Instruction 1 =
Answer these questions using the article on Alone Again (Naturally):
(a) Under what title was the album released in the UK?
(b) What was its peak position on the Top LP's & Tapes chart?
(c) Which other album shared the 2002 Collectables CD with it?
Instruction 2 = The article on Alone Again (Naturally) says "Home Lovin' Man" entered the Easy Listening chart again in 1972. Using the article, explain what that return to the chart coincided with.

Page =
************

Alone Again (Naturally) is the thirtieth studio album by American pop singer Andy Williams, released in September 1972 by Columbia Records and mainly consisting of songs originated by other artists. For its release in the UK, the album was titled The First Time Ever (I Saw Your Face), and three of the songs were replaced with the 7-inch single tracks "Who Was It?" and "Marmalade, Molasses & Honey" and a recording that was not released on vinyl in the U.S., "If You're Gonna Break Another Heart".

The album made its first appearance on the Top LP's & Tapes chart in the issue dated September 30, 1972, and remained there for 18 weeks, peaking at number 86.

The only song on the album ever released as a single by Williams was "Home Lovin' Man", which had already had its chart run on Billboard magazine's list of the 40 most popular Easy Listening songs of the week in the U.S. back in 1970, when it reached number 10.  The song had also reached number seven on the UK singles chart by the end of that year.  Coinciding with its first North American release on a Williams LP, the same recording entered the Easy Listening chart again in the November 4, 1972, issue of Billboard and made it to number 27 during its five weeks there.

Alone Again (Naturally) was released on compact disc for the first time as one of two albums on one CD by Collectables Records on February 19, 2002, the other album being Williams's Columbia release from the fall of 1973, Solitaire.  Collectables included this CD in a box set entitled Classic Album Collection, Vol. 2, which contains 15 of his studio albums and two compilations and was released on November 29, 2002. The First Time Ever (I Saw Your Face) was paired with Solitaire as two albums on one CD by Sony Music Distribution in 2003.

Reception

In their capsule review for retailers, Billboard magazine wrote, "Chalk up another important chart item for Williams as he takes on some strong hits of today and adds his own fine touches to them." They singled out a few tracks in particular. “Along with the title tune, Williams delivers exceptional readings of 'Where Is the Love', 'Song Sung Blue', 'Amazing Grace' and 'I Need You'. His treatment of 'The Long and Winding Road' is also a gem."

************

[Source records]
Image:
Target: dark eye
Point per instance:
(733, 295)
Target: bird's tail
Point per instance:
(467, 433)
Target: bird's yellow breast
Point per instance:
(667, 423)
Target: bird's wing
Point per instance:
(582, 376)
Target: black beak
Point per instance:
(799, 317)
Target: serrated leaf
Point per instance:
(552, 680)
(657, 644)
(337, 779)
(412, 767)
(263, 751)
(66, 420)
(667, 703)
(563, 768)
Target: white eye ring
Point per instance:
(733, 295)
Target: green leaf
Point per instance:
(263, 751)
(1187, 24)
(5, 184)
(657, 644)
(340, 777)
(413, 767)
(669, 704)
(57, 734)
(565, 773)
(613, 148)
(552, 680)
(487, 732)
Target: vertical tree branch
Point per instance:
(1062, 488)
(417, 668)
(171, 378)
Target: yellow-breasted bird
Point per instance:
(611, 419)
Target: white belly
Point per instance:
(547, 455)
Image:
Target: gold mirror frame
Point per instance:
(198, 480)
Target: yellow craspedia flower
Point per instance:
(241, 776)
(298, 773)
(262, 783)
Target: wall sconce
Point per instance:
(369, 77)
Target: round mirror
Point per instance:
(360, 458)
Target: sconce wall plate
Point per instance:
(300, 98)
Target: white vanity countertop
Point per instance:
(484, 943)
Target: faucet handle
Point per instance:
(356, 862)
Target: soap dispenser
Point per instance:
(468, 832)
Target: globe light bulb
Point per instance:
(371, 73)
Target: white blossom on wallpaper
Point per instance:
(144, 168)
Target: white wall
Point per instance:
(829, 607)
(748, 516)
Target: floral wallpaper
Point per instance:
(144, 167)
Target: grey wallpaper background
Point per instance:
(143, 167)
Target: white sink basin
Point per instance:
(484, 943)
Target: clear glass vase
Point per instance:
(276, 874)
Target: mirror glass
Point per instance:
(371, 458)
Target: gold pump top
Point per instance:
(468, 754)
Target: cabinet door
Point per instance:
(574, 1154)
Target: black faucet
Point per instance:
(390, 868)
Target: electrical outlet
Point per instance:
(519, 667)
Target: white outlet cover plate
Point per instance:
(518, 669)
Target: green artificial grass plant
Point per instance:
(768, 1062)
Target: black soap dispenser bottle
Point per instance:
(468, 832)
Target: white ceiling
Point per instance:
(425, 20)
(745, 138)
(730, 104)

************

Task solution 1 =
(a) The First Time Ever (I Saw Your Face)
(b) Number 86
(c) Solitaire

Task solution 2 = The recording re-entered Billboard's Easy Listening chart in the November 4, 1972, issue, at the same time as its first North American release on a Williams LP, this album. During its five weeks on the chart that time, it reached number 27.